Only the lines from the one containing "side step bar?" through the end of the entries should be repeated, exactly as they appear, first and last included.

Entries —

▼▼▼

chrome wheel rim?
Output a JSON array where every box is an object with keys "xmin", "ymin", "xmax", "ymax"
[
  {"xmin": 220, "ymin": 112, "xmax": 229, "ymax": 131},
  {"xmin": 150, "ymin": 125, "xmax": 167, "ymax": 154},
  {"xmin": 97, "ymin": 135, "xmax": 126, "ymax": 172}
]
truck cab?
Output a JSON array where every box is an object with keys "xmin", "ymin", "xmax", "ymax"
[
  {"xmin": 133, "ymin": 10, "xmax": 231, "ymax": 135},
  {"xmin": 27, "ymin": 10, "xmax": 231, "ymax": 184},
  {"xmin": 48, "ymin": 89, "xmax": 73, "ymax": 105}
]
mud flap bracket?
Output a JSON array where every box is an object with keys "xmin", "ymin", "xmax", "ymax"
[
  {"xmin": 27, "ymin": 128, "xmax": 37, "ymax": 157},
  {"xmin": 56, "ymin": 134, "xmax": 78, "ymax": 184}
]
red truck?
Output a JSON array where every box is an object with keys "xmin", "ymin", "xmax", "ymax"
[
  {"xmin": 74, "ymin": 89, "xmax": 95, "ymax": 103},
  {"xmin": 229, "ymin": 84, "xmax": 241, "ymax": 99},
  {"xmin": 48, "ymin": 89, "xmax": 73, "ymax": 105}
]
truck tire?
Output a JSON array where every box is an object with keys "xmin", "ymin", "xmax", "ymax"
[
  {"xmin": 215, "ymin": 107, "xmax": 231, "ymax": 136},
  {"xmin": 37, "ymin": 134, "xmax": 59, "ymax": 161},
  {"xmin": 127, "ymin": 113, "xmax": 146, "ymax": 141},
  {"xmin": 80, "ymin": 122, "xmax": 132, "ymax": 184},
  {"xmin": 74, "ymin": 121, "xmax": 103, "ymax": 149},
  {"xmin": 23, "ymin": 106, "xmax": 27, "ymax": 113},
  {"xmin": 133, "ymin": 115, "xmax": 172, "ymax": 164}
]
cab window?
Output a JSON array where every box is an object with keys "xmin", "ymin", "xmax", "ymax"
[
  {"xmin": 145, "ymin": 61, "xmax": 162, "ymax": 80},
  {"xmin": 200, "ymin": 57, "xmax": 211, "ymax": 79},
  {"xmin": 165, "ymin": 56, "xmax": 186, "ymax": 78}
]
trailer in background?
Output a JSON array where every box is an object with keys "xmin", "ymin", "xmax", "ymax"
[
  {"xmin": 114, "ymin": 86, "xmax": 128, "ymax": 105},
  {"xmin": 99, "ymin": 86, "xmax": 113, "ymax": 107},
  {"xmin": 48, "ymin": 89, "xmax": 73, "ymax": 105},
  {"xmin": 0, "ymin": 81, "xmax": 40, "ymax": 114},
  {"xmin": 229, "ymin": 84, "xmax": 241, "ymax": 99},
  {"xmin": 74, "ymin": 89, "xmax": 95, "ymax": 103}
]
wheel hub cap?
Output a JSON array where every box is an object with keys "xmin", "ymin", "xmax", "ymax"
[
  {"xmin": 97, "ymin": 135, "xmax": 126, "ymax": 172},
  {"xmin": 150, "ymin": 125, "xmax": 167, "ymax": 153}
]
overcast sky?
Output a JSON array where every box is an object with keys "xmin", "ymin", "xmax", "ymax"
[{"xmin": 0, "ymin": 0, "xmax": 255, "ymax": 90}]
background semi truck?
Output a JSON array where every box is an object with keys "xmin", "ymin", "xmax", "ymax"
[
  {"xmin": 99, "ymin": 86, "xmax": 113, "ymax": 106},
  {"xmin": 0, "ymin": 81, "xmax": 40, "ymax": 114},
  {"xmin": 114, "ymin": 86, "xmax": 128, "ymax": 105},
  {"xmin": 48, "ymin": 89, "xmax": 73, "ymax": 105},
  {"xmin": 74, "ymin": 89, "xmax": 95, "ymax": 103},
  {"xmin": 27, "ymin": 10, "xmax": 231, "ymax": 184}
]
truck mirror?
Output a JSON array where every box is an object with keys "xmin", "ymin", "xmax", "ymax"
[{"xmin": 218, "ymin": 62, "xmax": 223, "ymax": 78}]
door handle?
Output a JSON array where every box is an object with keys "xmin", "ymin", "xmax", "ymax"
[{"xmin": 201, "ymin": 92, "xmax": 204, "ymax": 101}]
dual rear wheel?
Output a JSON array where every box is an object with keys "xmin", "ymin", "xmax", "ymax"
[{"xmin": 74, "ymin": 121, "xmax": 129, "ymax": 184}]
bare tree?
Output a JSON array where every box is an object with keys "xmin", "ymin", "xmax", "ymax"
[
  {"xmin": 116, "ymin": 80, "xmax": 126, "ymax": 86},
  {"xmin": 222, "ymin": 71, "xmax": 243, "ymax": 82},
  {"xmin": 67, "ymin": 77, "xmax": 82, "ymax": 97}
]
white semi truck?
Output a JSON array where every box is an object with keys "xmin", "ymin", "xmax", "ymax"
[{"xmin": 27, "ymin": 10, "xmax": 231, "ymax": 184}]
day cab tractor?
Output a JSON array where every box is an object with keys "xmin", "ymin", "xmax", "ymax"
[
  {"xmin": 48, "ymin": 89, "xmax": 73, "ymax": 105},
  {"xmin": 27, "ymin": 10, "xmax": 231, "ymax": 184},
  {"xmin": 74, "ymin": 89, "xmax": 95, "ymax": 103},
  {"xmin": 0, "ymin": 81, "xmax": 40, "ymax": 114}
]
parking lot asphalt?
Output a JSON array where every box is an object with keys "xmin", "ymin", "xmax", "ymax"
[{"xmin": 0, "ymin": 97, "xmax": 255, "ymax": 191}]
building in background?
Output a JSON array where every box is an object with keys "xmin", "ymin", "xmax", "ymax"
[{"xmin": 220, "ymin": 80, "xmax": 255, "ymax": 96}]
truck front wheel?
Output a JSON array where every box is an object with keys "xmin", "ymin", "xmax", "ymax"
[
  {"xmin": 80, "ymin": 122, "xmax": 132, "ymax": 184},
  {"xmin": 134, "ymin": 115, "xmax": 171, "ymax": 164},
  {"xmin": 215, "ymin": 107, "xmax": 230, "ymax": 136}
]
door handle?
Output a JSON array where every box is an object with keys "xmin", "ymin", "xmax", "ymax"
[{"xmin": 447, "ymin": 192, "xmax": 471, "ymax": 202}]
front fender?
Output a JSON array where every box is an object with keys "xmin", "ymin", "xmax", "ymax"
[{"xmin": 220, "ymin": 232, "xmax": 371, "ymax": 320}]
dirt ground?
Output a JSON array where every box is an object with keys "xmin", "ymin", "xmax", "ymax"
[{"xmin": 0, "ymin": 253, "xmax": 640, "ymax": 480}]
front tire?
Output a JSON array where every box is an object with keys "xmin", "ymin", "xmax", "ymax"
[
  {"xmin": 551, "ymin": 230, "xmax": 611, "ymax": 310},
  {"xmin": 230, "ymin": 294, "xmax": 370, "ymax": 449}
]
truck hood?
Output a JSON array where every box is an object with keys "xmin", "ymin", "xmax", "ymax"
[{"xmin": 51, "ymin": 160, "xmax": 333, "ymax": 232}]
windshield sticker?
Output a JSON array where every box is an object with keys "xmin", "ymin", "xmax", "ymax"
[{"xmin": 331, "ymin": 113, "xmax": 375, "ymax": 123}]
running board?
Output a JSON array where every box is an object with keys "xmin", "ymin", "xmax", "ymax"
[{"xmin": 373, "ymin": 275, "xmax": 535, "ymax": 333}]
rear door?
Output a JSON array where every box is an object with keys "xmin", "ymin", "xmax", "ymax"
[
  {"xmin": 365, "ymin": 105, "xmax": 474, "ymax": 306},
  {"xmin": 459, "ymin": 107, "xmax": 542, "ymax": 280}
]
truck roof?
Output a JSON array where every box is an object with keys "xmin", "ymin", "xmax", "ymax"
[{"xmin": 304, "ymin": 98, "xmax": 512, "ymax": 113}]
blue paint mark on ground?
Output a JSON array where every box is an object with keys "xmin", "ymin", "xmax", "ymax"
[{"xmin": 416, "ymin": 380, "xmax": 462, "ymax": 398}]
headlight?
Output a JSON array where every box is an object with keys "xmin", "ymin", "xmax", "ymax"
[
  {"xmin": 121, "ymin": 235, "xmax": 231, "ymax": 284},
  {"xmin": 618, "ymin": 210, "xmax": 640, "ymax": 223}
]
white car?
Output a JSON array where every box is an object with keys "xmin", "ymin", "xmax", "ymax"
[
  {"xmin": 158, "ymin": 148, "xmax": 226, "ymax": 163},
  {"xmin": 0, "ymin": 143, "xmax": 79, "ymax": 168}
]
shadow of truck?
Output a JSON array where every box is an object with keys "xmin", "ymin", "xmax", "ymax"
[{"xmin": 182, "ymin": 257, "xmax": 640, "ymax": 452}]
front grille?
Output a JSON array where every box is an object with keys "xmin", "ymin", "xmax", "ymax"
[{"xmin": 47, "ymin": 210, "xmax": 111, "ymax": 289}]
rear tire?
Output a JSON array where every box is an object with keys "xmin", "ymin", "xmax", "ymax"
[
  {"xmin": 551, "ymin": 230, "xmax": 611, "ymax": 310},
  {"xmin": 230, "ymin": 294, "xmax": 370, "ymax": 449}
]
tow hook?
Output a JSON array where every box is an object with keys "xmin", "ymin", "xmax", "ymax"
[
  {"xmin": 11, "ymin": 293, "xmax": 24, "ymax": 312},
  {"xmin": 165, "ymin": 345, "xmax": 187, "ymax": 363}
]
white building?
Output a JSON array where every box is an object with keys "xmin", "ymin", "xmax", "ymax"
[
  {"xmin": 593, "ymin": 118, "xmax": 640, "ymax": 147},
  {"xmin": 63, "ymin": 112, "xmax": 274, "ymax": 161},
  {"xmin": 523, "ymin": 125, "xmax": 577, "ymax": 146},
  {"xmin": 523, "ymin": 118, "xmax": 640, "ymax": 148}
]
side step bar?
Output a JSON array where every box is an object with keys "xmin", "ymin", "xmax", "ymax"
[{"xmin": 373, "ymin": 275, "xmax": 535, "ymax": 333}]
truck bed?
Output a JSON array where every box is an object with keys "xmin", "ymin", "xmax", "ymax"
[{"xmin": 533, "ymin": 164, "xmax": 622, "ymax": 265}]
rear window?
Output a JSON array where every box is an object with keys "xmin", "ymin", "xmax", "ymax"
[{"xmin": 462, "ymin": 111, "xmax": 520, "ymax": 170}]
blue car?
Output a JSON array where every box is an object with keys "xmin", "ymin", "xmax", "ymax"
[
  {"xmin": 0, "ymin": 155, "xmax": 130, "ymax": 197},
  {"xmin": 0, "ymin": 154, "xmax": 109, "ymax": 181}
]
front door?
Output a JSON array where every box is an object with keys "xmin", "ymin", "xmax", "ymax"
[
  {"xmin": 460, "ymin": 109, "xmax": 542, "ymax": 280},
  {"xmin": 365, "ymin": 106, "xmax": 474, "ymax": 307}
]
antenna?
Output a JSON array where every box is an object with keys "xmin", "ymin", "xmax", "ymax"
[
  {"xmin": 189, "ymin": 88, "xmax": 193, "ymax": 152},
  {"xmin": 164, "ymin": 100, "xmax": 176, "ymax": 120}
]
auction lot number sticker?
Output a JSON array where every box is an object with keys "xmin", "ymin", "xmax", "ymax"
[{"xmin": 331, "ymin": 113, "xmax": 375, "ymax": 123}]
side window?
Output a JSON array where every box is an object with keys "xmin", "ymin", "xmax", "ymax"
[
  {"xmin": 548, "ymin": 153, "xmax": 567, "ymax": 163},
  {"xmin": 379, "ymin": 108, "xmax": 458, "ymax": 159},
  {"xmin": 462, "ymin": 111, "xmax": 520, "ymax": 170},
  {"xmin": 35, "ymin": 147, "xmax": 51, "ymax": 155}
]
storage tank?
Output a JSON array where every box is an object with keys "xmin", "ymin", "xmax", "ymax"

▲▲▲

Finished task —
side step bar?
Output a JSON array where every box is an object with keys "xmin", "ymin", "xmax", "ymax"
[{"xmin": 373, "ymin": 275, "xmax": 535, "ymax": 333}]
truck bed?
Output a JSON array where every box is an object with keys "xmin", "ymin", "xmax", "ymax"
[{"xmin": 533, "ymin": 164, "xmax": 622, "ymax": 265}]
rear window?
Output a JSON array where every box is an object with keys "xmin", "ymin", "xmax", "ymax"
[{"xmin": 462, "ymin": 111, "xmax": 520, "ymax": 170}]
blue car?
Output a JSON array where every box is an object with keys "xmin", "ymin", "xmax", "ymax"
[
  {"xmin": 0, "ymin": 155, "xmax": 130, "ymax": 197},
  {"xmin": 0, "ymin": 154, "xmax": 109, "ymax": 181}
]
front door?
Output a JSON array where every box is an object with keys "xmin", "ymin", "xmax", "ymax"
[
  {"xmin": 460, "ymin": 109, "xmax": 542, "ymax": 280},
  {"xmin": 365, "ymin": 106, "xmax": 474, "ymax": 307}
]
antenna?
Output a JSON array where every box is an object with keys "xmin", "ymin", "xmax", "ymax"
[
  {"xmin": 189, "ymin": 88, "xmax": 193, "ymax": 152},
  {"xmin": 164, "ymin": 100, "xmax": 176, "ymax": 120}
]
auction lot number sticker?
Output a JSON array where every box is an object with keys "xmin", "ymin", "xmax", "ymax"
[{"xmin": 331, "ymin": 113, "xmax": 375, "ymax": 123}]
side window?
Output a JSON array where every box is an object with keys "xmin", "ymin", "xmax", "ymax"
[
  {"xmin": 548, "ymin": 153, "xmax": 567, "ymax": 163},
  {"xmin": 379, "ymin": 108, "xmax": 458, "ymax": 159},
  {"xmin": 462, "ymin": 111, "xmax": 520, "ymax": 170},
  {"xmin": 35, "ymin": 147, "xmax": 51, "ymax": 155}
]
storage tank?
Output a JSON array where every box is an object with keys "xmin", "ymin", "xmax", "ymax"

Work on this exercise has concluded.